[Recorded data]
—————

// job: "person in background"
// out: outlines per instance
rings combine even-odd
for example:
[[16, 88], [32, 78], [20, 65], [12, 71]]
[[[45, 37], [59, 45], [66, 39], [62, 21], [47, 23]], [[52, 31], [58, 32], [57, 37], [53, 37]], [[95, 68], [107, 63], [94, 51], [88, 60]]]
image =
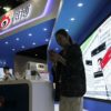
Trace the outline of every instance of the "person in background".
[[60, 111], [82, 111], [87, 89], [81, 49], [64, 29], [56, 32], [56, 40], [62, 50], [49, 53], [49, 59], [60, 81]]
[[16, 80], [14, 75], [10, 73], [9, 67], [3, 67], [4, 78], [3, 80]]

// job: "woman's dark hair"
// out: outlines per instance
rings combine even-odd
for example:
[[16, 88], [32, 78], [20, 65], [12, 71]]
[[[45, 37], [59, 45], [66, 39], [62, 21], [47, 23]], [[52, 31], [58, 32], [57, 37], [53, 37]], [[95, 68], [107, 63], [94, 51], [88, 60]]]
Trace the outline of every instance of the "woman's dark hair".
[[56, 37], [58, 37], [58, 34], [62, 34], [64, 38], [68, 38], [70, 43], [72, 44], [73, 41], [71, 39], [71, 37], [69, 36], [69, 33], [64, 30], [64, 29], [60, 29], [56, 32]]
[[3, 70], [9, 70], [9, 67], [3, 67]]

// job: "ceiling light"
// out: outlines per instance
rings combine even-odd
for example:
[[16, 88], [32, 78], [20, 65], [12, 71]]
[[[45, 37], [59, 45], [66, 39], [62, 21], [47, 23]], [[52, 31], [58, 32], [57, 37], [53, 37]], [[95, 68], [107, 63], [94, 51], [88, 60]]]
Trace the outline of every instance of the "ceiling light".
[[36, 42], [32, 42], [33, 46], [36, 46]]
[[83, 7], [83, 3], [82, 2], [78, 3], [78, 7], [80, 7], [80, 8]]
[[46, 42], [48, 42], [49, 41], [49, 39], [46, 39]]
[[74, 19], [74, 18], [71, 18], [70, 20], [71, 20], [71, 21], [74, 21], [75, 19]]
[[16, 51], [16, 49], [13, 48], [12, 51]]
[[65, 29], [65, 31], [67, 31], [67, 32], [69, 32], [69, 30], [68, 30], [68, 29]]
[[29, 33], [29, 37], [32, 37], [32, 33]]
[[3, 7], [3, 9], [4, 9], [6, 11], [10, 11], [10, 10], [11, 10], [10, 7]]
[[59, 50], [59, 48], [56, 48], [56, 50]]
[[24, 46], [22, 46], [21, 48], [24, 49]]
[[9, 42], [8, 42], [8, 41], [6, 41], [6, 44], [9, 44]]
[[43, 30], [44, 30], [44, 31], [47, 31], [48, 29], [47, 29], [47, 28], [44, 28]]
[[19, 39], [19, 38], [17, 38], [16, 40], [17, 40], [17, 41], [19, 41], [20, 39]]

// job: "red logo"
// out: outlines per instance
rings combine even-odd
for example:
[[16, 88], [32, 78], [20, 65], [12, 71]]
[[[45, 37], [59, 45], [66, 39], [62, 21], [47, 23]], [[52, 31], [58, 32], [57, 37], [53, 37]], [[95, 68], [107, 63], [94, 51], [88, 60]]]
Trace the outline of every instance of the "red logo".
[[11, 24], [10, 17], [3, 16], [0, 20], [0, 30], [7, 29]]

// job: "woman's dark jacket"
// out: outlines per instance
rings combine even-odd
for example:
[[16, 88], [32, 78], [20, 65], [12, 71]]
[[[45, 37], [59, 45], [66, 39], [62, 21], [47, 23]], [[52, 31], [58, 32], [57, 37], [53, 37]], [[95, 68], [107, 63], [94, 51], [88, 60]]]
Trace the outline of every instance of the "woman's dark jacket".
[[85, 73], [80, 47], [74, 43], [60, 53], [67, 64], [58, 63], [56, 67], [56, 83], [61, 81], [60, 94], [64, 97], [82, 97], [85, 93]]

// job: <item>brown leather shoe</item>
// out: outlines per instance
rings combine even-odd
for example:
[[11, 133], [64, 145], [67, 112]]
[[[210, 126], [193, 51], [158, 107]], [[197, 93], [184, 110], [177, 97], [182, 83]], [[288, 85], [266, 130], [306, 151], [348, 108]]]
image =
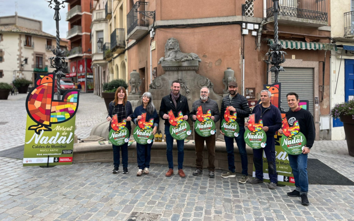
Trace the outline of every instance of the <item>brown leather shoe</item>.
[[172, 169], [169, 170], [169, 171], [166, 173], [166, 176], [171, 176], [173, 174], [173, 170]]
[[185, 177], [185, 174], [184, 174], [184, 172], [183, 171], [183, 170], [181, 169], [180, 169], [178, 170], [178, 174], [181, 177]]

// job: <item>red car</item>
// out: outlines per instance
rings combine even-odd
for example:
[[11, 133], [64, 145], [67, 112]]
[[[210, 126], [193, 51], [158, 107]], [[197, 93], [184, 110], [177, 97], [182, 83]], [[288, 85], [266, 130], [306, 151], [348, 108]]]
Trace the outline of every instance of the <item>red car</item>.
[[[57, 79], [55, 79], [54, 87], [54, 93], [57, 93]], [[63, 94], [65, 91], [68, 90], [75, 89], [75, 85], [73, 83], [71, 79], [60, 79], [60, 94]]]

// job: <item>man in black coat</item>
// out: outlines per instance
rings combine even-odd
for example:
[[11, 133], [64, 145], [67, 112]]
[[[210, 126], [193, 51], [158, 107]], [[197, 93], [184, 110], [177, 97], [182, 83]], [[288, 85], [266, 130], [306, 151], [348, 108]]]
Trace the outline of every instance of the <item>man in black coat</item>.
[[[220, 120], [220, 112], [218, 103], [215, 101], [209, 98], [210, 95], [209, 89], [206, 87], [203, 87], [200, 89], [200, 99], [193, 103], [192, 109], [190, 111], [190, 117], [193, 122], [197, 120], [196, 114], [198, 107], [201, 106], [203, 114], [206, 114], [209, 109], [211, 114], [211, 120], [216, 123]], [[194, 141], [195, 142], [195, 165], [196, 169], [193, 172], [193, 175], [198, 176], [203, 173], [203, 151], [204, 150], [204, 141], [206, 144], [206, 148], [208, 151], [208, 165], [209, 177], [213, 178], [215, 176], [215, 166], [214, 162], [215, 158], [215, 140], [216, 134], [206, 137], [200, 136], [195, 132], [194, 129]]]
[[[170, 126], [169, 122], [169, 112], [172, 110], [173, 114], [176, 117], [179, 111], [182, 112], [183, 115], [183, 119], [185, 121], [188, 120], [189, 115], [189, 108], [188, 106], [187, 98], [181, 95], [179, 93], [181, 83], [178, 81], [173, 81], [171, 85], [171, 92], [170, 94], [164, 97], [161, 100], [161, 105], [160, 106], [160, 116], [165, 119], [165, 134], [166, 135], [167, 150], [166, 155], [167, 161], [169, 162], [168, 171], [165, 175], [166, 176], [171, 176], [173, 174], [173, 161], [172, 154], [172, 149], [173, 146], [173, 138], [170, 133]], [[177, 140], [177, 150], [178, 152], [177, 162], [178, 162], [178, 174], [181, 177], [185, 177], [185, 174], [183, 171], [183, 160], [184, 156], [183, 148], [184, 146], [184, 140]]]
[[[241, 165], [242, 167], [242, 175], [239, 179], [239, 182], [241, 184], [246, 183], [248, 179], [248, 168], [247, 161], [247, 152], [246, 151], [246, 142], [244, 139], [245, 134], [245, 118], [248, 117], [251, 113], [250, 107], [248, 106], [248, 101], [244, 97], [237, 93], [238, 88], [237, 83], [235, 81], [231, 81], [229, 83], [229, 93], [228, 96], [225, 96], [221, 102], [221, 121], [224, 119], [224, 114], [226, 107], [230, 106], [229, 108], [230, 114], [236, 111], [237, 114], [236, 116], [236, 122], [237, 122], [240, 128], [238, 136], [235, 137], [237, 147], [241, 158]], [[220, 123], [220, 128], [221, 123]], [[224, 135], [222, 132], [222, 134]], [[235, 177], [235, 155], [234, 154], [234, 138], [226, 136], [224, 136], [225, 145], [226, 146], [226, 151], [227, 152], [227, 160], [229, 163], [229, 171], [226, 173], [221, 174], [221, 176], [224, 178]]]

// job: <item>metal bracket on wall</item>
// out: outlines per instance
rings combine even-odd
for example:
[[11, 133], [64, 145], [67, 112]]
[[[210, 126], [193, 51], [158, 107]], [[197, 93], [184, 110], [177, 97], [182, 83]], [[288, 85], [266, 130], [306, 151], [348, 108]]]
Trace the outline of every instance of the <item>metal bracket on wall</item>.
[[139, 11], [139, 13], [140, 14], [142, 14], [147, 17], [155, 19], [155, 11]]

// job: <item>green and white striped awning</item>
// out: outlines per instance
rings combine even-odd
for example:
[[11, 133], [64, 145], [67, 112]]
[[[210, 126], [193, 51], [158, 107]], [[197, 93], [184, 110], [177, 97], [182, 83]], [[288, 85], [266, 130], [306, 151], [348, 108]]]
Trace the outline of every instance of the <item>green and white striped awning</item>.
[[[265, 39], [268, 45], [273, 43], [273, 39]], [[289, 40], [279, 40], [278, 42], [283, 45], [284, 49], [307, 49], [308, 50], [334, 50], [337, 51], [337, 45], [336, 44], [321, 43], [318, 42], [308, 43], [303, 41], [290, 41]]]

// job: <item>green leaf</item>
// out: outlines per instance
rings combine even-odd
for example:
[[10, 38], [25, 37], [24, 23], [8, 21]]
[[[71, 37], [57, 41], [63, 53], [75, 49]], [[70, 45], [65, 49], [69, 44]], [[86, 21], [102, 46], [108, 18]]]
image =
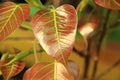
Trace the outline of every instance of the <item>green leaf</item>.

—————

→ **Stated goal**
Please repeat the records word for word, starting at their first line and going on through the line containing "[[3, 70], [9, 70], [9, 67], [3, 67]]", and leave the pictures out.

→ **Task output**
// job: "person in background"
// out: outlines per instance
rings combine even-odd
for example:
[[16, 88], [32, 78], [20, 65], [12, 71]]
[[[45, 37], [59, 45], [66, 39], [62, 21], [47, 23]], [[52, 31], [58, 32], [57, 37], [53, 37]], [[95, 68], [107, 63], [94, 51], [88, 60]]]
image =
Trace the outline of every instance of the "person in background".
[[60, 111], [82, 111], [87, 89], [81, 49], [64, 29], [56, 32], [56, 40], [62, 50], [49, 53], [49, 59], [60, 81]]
[[16, 80], [14, 75], [10, 73], [9, 67], [3, 67], [4, 78], [3, 80]]

// job: "woman's dark hair"
// out: outlines per instance
rings combine even-odd
for example:
[[16, 88], [32, 78], [20, 65], [12, 71]]
[[[45, 37], [59, 45], [66, 39], [62, 21], [47, 23]], [[52, 31], [58, 32], [57, 37], [53, 37]], [[95, 68], [107, 63], [94, 51], [88, 60]]]
Trace the outline of every instance of the "woman's dark hair".
[[56, 37], [58, 37], [58, 34], [62, 34], [64, 38], [68, 38], [70, 43], [72, 44], [73, 41], [71, 39], [71, 37], [69, 36], [69, 33], [64, 30], [64, 29], [60, 29], [56, 32]]
[[3, 70], [9, 70], [9, 67], [3, 67]]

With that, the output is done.